### Page
Being a native Austinite exoised to SXSW and ACL I have some perspective on music scenes. I mean come on, after all, you can’t be born and raised in the “Live Music Capital of the World” and not know a little something. So Beijing isn’t quite ready to compete with Austin, New Orleans, L.A., Seattle, and all the other great music towns just yet. The dusty grounds were just about the only thing that reminded me of ACL at Zilker Park in the heat of summer. It’s still spring time in Beijing so we didn’t have the heat to go with the dust. Of course then the Beijing Fire Department got smart and started hosing down all the dirt. This made for a nice muddy mess between the front gate and the stages. With that said the music line-up was nothing to shake a stick at. It included: Negative, a pretty good Finnish rock band; Rooney, a group from L.A.; and F.I.R. or (FeiErLeTuan) a super popular Taiwanese group that almost stole the show from the headliner. They were followed by Juliette Lewis who put on an electrifying performance (maybe a little too over the top for the audience though). Considering she murdered the language trying to say "thank you" (xiexie) and count to four (yi, er, san, si), Juliette Lewis was well received by the crowd. The headliner was Avril Lavigne. This was her first show in a couple of years and she was great. There were actually two performers after Avril but it seemed like me and the other 10,000 plus people in attendance made their way for the buses immediately after Avril wrapped it up. I made my way back to the Hilton to find Juliette Lewis with her panda hat having a drink in the lobby lounge.
Avril Lavigne on the big screen.
Juliette Lewis in her panda hat.
The experience proved to be a peek into China’s pop culture and was evidence of a growing craze for things western. From dyed spiked red hair to barricade crashing crowds and everything in between, there was a sense of rebelliousness and the desire for self-expression.

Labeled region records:

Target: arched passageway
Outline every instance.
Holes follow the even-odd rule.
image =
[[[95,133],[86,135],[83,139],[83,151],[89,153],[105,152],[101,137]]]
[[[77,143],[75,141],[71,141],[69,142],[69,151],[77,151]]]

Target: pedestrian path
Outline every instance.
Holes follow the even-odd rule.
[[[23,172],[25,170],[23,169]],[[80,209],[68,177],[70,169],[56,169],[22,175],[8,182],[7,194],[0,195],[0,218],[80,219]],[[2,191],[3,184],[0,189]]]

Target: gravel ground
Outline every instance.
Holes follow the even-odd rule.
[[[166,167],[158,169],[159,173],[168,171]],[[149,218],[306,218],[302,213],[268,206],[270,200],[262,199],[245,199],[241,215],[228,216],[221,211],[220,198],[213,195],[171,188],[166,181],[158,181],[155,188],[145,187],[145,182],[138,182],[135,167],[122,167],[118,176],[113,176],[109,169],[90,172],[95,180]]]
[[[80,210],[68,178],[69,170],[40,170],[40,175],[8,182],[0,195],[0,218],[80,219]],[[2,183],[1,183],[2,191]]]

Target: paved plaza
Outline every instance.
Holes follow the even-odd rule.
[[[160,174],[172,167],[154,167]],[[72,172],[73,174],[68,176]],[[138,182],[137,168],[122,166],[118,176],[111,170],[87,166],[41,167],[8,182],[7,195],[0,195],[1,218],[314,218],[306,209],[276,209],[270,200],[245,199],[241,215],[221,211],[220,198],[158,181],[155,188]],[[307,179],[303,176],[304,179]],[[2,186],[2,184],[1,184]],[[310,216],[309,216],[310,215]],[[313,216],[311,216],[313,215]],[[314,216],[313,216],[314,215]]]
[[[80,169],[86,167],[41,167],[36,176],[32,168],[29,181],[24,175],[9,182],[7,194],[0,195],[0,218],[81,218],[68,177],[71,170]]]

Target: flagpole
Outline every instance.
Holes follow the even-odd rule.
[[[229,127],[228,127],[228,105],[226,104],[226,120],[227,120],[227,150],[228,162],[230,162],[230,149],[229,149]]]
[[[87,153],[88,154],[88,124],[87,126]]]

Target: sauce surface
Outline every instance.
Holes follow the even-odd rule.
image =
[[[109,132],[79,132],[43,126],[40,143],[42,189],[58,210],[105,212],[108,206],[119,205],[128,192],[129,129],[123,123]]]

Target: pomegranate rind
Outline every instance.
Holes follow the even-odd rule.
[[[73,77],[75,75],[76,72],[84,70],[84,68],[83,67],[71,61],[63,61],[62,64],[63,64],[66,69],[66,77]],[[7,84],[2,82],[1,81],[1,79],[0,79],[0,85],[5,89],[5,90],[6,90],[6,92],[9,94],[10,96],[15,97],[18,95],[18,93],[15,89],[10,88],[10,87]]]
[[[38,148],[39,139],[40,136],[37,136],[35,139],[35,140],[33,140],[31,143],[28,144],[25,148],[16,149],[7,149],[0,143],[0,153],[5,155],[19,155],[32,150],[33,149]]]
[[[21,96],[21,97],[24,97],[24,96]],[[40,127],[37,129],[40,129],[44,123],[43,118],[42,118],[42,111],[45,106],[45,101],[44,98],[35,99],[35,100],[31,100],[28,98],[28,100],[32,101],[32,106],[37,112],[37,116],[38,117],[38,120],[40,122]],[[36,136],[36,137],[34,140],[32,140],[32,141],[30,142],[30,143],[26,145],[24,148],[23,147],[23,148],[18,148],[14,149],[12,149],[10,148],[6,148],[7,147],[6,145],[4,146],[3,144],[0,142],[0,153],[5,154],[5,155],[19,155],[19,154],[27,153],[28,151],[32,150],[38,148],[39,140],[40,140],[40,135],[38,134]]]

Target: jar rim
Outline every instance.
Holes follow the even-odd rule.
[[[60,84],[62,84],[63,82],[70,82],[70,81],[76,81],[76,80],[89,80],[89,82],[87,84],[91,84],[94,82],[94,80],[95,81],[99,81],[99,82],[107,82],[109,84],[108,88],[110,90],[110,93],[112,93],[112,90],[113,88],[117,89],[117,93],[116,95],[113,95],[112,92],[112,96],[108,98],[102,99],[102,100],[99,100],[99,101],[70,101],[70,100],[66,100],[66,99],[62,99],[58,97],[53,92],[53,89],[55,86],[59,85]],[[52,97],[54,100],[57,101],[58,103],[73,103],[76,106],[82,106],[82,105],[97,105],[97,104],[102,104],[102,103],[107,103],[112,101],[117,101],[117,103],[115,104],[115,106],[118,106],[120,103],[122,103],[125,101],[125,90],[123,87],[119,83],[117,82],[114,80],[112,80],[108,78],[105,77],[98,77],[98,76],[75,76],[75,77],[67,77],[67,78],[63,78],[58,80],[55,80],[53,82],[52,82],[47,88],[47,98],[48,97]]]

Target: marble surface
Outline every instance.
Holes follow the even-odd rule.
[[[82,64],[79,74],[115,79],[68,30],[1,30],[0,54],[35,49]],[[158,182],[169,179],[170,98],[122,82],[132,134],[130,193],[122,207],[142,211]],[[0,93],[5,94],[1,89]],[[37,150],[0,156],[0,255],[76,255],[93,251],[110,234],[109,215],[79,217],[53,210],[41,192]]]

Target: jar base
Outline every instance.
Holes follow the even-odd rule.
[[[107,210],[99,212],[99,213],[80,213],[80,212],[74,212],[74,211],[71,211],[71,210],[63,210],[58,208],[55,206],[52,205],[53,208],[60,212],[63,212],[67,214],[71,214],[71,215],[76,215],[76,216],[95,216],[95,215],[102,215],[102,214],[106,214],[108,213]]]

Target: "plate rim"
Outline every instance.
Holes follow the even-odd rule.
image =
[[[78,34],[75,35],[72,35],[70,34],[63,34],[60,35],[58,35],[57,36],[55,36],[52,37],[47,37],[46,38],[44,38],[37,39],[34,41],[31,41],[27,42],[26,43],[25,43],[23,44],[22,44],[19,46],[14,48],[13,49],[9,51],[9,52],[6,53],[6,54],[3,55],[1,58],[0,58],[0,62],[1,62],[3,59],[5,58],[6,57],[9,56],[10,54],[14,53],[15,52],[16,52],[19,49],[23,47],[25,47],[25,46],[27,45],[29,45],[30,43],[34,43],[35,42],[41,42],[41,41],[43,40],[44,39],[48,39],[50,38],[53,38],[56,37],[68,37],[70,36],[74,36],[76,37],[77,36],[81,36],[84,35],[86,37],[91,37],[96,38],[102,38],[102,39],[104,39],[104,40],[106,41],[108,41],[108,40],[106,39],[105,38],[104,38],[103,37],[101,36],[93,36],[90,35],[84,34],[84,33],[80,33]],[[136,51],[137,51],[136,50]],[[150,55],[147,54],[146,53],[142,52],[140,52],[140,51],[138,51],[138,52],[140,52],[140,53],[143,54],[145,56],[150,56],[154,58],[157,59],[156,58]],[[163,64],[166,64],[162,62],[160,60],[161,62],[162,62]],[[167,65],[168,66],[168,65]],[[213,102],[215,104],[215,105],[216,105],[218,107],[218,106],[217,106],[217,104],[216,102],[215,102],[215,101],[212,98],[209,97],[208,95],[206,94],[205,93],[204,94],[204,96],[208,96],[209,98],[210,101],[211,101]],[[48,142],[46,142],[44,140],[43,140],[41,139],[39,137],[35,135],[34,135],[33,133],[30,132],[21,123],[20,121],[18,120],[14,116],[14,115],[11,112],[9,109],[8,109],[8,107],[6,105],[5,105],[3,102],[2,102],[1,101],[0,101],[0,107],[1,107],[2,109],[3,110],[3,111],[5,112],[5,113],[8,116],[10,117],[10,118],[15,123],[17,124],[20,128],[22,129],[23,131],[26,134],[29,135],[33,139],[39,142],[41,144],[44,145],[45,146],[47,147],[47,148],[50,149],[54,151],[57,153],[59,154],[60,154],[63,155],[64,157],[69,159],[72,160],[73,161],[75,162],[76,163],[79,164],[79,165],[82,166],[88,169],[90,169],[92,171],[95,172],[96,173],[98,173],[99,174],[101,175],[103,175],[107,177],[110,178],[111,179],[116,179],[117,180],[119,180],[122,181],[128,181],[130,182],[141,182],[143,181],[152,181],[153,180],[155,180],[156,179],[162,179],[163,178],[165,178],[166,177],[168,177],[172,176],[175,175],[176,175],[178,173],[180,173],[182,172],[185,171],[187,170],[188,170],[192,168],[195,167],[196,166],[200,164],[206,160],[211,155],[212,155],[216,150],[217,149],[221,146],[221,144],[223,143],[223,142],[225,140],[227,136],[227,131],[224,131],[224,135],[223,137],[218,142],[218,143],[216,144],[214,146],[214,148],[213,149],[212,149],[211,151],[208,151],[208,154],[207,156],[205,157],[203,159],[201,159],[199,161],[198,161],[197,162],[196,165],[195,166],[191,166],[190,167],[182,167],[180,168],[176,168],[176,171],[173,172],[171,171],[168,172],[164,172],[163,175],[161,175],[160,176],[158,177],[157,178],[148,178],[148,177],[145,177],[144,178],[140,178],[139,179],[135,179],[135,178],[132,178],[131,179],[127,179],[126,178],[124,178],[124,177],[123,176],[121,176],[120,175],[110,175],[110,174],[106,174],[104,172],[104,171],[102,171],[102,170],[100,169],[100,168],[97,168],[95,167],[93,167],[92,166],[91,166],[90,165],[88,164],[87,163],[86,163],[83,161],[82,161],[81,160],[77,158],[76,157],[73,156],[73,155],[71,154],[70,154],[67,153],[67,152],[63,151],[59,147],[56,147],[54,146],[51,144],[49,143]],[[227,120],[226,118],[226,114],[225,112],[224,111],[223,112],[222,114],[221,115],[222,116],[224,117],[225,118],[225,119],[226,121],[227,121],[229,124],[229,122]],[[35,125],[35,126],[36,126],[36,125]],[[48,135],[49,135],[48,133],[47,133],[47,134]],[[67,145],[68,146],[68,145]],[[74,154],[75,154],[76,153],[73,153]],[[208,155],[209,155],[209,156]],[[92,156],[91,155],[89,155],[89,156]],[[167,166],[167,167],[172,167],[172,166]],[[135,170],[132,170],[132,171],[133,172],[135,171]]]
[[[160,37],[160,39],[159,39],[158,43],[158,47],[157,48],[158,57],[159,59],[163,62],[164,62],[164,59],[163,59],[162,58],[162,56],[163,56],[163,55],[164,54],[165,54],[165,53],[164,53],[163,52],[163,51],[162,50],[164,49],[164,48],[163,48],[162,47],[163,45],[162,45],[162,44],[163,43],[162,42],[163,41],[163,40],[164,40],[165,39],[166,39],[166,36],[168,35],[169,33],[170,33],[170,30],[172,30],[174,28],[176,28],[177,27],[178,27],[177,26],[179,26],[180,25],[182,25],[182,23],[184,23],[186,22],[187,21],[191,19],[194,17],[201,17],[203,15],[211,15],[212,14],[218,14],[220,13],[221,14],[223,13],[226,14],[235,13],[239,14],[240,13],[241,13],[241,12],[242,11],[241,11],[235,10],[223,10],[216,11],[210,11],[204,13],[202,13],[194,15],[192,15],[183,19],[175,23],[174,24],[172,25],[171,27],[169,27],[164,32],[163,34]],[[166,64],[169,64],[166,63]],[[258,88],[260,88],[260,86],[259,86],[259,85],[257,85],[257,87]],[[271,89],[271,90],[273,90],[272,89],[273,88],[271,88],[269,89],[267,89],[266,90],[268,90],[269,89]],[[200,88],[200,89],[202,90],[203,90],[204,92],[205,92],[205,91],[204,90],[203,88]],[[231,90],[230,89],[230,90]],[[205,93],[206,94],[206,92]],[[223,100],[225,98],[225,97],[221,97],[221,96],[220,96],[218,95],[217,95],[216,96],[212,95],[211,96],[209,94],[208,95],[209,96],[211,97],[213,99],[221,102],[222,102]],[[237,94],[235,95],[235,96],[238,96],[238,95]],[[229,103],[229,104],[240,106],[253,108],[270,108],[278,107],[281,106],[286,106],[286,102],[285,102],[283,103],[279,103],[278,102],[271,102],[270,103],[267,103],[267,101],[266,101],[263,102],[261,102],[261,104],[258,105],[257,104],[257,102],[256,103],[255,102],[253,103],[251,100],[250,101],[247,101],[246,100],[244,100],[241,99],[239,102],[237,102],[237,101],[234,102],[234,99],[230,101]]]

### Set problem 1
In the Beijing music festival post, what did the fire department do to the dusty grounds?
### Set problem 2
List every performer the Beijing music festival post mentions by name.

### Response 1
They started hosing down all the dirt, which turned the area between the front gate and the stages into a muddy mess.

### Response 2
- Negative
- Rooney
- F.I.R. (FeiErLeTuan)
- Juliette Lewis
- Avril Lavigne